» **WRITTEN EXERCISE 1**
Please state how many lines of the records contain the word "step", and give only that number.
___ TEXT SECTION
1996 Chrysler Cirrus 1996 Chrysler Cirrus, Crank/No Start

Tiny
DBC1019
  • MEMBER
  • 1996 CHRYSLER CIRRUS
  • 6 CYL
  • FWD
  • AUTOMATIC
  • 165,000 MILES
I am in possession of a 1996 Chrysler Cirrus w/2.5 Mitusbishi V6.

This vehicle has a crank/no start condition. No codes present, timing marks are at specification. Vehicle has appx 40 psi fuel pressure while cranking. 12v is present at all fuel injector connectors during initial KOEO and KOECrank). Vehicle has good spark. Compression on cylinders 2-5 ranges between 220-235 psi, cyl 1 has 165 psi. Vehicle has no anti theft system either factory or aftermarket as far as I can tell.

I am a rather experienced technician, but would like some help. As far as I can tell, the vehicle should run. I do have fuel pressure, spark and timing marks are good. The compression is a bit high as far as I know. 178 is spec, and the fact that cylinder one is so different from the others is suspect to me. Since I technically have good compression, spark and fuel pressure I would assume that fuel injectors are not being pulsed by the PCM. If this were true, the vehicle would possibly start when starter fluid is introduced into the throttle body. The vehicle will not start when this is done though. The vehicle does need new spark plugs and wires, and mostl likely cap/rotor too. All the plugs are oil soaked due to leaking valve cover gaskets/grommets. There are signs of arcing on multiple places on the secondary ignition wires.
______
» **WRITTEN EXERCISE 2**
Resume the post about the 1996 Chrysler Cirrus that cranks but will not start, picking up right after its final sentence.
___ DATA EXCERPTS
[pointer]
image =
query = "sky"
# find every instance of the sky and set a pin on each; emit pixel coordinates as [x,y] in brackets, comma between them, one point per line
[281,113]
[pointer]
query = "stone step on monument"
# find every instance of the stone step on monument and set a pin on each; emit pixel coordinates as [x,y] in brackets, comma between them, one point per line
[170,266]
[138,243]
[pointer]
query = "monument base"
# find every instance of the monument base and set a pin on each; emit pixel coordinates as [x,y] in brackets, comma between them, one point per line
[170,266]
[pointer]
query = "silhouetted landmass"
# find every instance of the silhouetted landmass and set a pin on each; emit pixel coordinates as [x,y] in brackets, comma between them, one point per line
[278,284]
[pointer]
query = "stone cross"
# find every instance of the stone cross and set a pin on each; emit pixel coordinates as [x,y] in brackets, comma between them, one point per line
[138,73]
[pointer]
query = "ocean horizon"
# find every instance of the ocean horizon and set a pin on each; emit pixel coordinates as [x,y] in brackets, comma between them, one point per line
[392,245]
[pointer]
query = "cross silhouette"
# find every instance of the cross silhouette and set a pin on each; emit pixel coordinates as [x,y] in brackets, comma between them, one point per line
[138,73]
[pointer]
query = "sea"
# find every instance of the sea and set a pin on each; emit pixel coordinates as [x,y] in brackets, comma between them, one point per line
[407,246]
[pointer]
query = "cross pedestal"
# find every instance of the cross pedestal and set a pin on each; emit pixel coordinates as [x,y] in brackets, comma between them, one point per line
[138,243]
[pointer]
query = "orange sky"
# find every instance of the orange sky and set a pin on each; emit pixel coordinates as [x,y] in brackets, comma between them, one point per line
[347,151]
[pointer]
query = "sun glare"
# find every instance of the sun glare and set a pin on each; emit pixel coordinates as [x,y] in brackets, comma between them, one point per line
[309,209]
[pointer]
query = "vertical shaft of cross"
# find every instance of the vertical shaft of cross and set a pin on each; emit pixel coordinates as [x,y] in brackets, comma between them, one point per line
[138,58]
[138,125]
______
» **WRITTEN ANSWER 1**
2

» **WRITTEN ANSWER 2**
CMP regulates injector pulse, and CKPcontrols ignition pulse, I may have to borrow a scan tool to check for CMP signal in the PCM. Can ignition voltage be too weak? Can I check for CMP with a DVOM at PCM harness connector? Car was driven, parked for about 6 hours, then current situation was discovered. Unsure of how car ran prior to this.
Thursday, December 31st, 2009 AT 7:35 PM

3 Replies

Tiny
JACOBANDNICKOLAS
  • MECHANIC
  • 108,289 POSTS
You sound like you know what you're doing. I reviewed everything you said and like you am confused. The engine compression makes no sense. Like you said, 178 is spec with a tolerance of 25% between cylenders, but how can there be between 220 and 235 in 2-5 unless there is something in there that shouldn't be there? Is there any evidence of coolant on the plugs that could be taking up space causing the compression to increase?

The only thing I question at this point is the fuel pump pressure. You are getting 40PSI when cranking. My book says it should be getting between 47 and 51psi when cranking, but that doesn't justify it not starting with starting fluid.

Based on everything you have mentioned, I don't think there is a problem with the crank or cam position sensor, you said the timing is right, it is getting good spark. Like you said, it should start unless 4 of the 6 cylenders are filled with oil or coolant. When you removed those plugs, what condition were they in?

Joe
Please bear with me on this. We'll get it figured out but at this point, as you mentioned, it doesn't make sense and I've been working on cars for nearly 30 years. Let me know about the plugs and we'll go from there. If I can't get it figured out, I have access to several other techs here that will jump in and help. By the way, Happy new year and thanks for using 2carpros. Com.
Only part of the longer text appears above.